Give back the line where "In the picture above, where can the fluffy" appears and all the lines after it until the listing ends, unchanged and with nothing else.

▸ Entries provided:
------------------------

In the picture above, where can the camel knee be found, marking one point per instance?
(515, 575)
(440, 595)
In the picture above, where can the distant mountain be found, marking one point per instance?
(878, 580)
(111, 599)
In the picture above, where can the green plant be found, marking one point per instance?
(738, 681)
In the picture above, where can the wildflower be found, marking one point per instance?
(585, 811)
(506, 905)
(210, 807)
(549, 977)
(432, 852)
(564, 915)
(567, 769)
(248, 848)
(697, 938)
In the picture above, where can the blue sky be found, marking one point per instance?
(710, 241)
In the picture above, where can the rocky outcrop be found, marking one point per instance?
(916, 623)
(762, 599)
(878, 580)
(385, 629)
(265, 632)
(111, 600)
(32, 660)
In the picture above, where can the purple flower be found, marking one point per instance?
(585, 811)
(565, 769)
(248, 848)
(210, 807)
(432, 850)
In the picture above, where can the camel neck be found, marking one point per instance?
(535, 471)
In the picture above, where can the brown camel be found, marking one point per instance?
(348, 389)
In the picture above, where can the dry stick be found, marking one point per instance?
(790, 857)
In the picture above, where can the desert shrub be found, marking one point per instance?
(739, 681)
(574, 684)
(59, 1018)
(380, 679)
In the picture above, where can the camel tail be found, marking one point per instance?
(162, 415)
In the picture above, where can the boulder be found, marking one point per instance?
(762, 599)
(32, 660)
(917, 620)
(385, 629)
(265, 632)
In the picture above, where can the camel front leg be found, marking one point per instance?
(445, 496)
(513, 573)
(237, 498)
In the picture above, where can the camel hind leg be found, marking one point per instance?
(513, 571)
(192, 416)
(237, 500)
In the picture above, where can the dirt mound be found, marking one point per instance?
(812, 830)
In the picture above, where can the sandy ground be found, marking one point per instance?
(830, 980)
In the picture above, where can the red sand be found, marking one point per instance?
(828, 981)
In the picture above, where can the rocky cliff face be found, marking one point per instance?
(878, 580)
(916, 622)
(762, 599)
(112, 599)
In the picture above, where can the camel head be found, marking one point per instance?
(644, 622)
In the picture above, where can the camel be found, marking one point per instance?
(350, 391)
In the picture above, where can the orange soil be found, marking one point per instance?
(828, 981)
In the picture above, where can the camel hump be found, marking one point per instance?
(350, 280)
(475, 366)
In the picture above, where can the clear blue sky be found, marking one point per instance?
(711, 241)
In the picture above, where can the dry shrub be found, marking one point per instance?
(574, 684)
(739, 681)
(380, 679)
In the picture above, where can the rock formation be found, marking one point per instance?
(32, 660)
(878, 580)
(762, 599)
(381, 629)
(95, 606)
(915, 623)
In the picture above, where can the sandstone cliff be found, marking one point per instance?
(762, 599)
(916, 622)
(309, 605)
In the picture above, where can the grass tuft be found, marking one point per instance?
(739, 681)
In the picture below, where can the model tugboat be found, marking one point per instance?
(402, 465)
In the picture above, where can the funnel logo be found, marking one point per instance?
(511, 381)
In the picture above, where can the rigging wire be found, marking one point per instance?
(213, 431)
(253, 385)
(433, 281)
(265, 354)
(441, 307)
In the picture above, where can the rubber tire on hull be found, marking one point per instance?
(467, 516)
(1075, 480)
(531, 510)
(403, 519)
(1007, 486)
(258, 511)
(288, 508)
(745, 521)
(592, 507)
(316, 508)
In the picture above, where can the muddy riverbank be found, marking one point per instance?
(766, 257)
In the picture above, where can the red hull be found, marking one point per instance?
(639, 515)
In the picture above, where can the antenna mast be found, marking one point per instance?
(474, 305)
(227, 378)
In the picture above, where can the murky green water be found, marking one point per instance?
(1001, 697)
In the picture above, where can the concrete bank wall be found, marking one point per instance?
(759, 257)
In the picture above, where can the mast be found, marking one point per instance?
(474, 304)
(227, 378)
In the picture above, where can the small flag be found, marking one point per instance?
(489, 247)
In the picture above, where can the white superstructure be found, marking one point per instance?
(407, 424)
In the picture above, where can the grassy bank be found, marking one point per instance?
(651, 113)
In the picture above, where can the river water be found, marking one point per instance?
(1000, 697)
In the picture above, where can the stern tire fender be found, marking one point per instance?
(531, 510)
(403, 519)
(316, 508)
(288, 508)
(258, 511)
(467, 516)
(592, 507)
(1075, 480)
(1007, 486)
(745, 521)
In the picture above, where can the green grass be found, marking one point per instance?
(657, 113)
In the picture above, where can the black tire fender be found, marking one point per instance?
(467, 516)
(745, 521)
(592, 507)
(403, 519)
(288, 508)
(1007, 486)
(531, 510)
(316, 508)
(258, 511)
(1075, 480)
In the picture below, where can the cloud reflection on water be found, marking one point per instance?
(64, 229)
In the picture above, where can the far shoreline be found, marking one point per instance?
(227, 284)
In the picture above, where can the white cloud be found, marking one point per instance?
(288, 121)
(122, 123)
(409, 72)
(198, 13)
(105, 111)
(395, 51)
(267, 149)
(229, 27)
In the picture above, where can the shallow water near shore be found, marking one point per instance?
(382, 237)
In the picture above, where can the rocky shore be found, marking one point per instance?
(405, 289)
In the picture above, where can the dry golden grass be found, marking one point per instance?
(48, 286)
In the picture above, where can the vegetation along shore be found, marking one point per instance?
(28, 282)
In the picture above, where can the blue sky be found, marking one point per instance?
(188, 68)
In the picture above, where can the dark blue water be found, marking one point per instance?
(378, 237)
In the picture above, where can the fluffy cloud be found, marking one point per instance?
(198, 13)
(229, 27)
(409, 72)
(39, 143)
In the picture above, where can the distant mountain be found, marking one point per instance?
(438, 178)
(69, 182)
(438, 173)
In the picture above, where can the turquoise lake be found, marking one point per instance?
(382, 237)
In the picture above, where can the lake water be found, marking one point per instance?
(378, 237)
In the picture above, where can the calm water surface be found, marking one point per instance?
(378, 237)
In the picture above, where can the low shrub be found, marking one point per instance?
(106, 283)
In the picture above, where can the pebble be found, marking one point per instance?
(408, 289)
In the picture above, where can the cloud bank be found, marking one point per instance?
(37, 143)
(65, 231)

------------------------

▸ Result of the task:
In the picture above, where can the fluffy cloud be found, marking one point per instance?
(198, 13)
(229, 27)
(409, 72)
(39, 143)
In the picture above, where can the distant mountain be found, marking one point per instance?
(438, 178)
(69, 182)
(438, 173)
In the picture above, where can the turquoise lake be found, marking one point per instance?
(382, 237)
In the picture above, where can the lake water be found, marking one point per instance?
(378, 237)
In the picture above, where can the calm water surface be found, marking one point per instance?
(378, 237)
In the picture above, where can the low shrub be found, marking one point per instance?
(106, 283)
In the picture above, where can the pebble be found, marking one point per instance?
(408, 289)
In the picture above, where can the cloud bank be found, marking one point per instance?
(37, 143)
(65, 231)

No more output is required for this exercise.